*DO THIS*:
Reproduce the rows below word for word, from the line containing "of the rusted" through the end of the rows.

*INPUT DATA*:
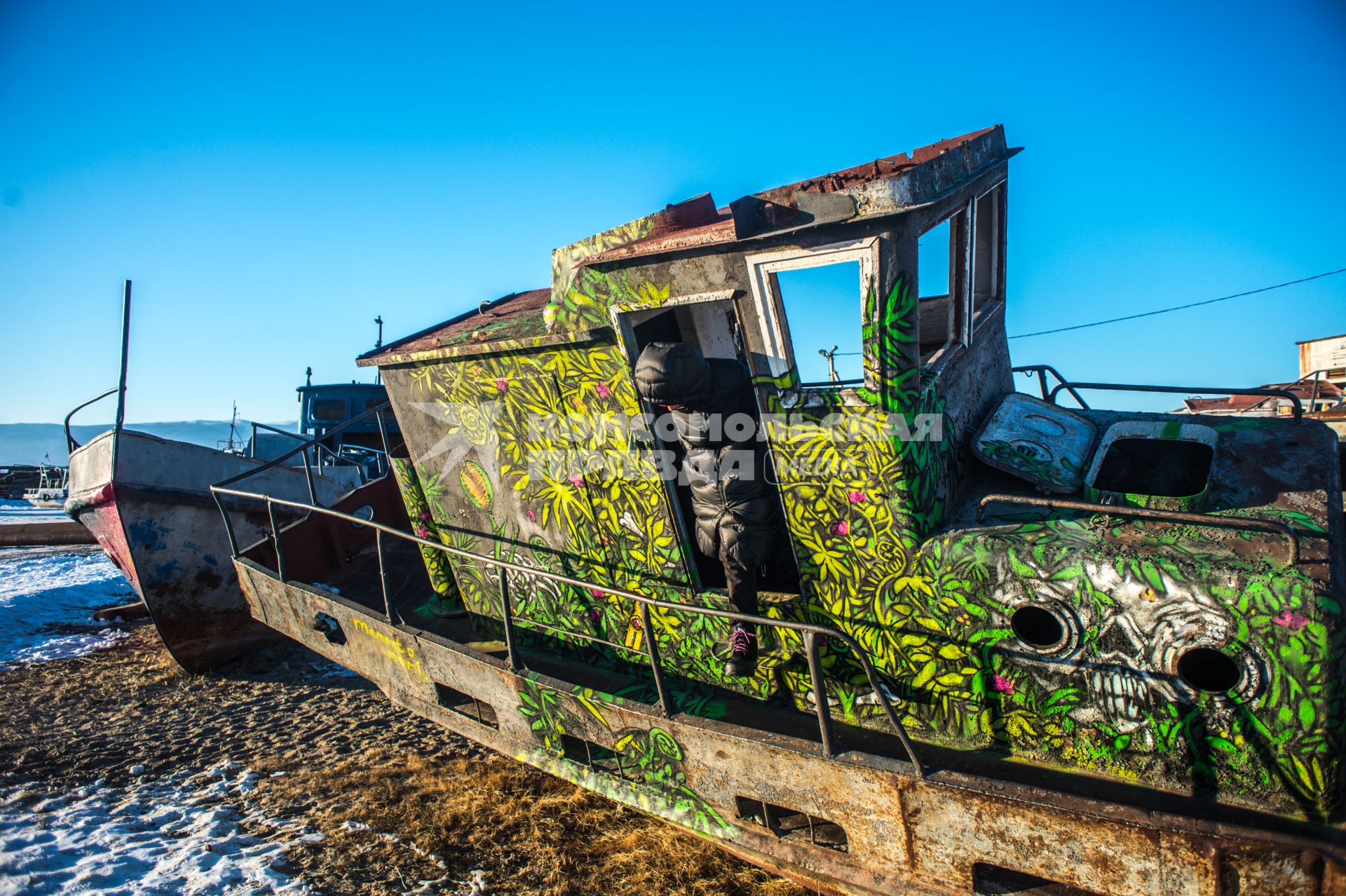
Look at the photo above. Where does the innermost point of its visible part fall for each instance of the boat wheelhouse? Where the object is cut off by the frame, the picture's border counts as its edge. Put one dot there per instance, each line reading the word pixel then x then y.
pixel 1009 644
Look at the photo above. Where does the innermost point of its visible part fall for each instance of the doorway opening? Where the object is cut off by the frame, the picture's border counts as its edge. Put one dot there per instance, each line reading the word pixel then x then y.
pixel 712 326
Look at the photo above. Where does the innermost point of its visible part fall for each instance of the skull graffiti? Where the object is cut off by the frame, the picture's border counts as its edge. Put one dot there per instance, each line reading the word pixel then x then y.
pixel 1123 642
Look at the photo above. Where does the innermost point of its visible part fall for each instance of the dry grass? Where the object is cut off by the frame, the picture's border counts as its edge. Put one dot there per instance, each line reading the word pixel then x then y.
pixel 529 831
pixel 351 755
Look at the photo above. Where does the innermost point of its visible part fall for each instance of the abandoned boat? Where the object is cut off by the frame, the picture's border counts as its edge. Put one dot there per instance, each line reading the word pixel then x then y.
pixel 147 502
pixel 1012 646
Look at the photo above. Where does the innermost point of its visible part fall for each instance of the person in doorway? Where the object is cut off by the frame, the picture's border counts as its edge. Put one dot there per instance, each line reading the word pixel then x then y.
pixel 726 466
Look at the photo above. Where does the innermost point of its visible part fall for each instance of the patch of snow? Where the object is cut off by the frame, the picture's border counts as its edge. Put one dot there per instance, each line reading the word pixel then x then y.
pixel 184 833
pixel 46 603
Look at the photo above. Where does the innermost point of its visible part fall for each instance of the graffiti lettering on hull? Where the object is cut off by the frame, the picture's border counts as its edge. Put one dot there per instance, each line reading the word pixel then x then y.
pixel 402 654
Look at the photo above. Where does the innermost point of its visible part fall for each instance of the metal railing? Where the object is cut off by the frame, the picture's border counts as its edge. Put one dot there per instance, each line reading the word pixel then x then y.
pixel 1041 372
pixel 1171 515
pixel 1179 391
pixel 308 468
pixel 810 631
pixel 70 440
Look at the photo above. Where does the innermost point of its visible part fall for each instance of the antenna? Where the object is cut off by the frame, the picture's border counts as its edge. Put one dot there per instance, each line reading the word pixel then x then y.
pixel 832 370
pixel 379 374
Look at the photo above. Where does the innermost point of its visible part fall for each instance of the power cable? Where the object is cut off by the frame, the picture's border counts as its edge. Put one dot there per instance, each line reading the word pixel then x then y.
pixel 1163 311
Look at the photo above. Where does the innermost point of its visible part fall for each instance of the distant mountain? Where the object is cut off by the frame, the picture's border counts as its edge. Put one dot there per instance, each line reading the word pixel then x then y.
pixel 34 443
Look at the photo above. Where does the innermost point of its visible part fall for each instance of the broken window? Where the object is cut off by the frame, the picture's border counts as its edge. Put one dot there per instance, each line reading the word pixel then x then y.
pixel 1160 467
pixel 960 275
pixel 823 307
pixel 810 310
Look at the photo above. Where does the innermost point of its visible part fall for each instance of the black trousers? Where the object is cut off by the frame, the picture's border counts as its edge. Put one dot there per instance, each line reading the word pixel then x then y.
pixel 742 583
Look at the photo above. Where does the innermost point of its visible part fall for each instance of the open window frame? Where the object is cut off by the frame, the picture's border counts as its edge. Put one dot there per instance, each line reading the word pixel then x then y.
pixel 976 276
pixel 770 308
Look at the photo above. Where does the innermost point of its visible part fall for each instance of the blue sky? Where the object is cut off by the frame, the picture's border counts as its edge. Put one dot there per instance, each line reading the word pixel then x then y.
pixel 272 177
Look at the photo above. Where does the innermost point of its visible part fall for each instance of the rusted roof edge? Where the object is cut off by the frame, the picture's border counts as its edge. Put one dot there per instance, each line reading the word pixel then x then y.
pixel 573 337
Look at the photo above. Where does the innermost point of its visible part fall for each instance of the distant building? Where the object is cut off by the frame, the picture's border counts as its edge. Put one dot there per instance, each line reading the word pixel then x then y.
pixel 1324 357
pixel 1312 396
pixel 1321 389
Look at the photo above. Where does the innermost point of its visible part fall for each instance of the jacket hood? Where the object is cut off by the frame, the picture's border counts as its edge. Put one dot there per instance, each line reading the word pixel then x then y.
pixel 673 373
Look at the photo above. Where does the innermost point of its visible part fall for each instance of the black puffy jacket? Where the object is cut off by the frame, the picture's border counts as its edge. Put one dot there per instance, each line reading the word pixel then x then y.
pixel 731 496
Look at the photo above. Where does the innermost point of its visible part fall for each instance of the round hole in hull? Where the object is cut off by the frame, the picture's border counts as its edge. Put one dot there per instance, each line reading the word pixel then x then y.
pixel 1038 627
pixel 1209 670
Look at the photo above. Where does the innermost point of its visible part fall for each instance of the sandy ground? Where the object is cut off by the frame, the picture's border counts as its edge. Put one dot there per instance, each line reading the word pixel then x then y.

*FULL OUTPUT*:
Look at the photo above. Where does the innermost point of its visible part fall for each instance of the rusted roof edge? Where the object is cut off by the frame, the picture's border counts as its edge. Put one dot there per instance, each line reading the word pixel then x then y.
pixel 573 337
Look at the photo above. Where does the innermost point of its visible part fall for each instance of the distant building? Where the object is cut off by the frame, the picture's border counts as its edge. Put one dot there per instance, each line reading the word pixel then x then y.
pixel 1324 357
pixel 1312 396
pixel 1321 389
Look at the photo above. Where does the innermost point of its visible part fall for each instance of the jacket hood? Where the object is cut off by the frame, the picture's border counts as its edge. Put one dot there per instance, each line reading the word pixel then x then y.
pixel 673 373
Look at the photo above. Where does the innermost point of its visible part fall for each instance of the black puffy jacket? Where the object is cut off by the frame, the picture's border counts as its edge. Put one dot there per instance, each line reading the word pixel then x then y.
pixel 731 496
Look at the photo above. Where does the innermost point of its visible part fall for each instance of the round hole in hull? Where the object is cut off by the frame, the picture's border counts as its edge. Put one dot there per instance, each line reading the word pixel then x then y.
pixel 1038 627
pixel 1209 670
Look at the photo above. Where does the innermost point of its visible part fall for each instance of the sandy ground? Where the object is cut off by the frame, the picture's border counts as its edge. Put one dot there per instance, each line reading the word pixel then x then y.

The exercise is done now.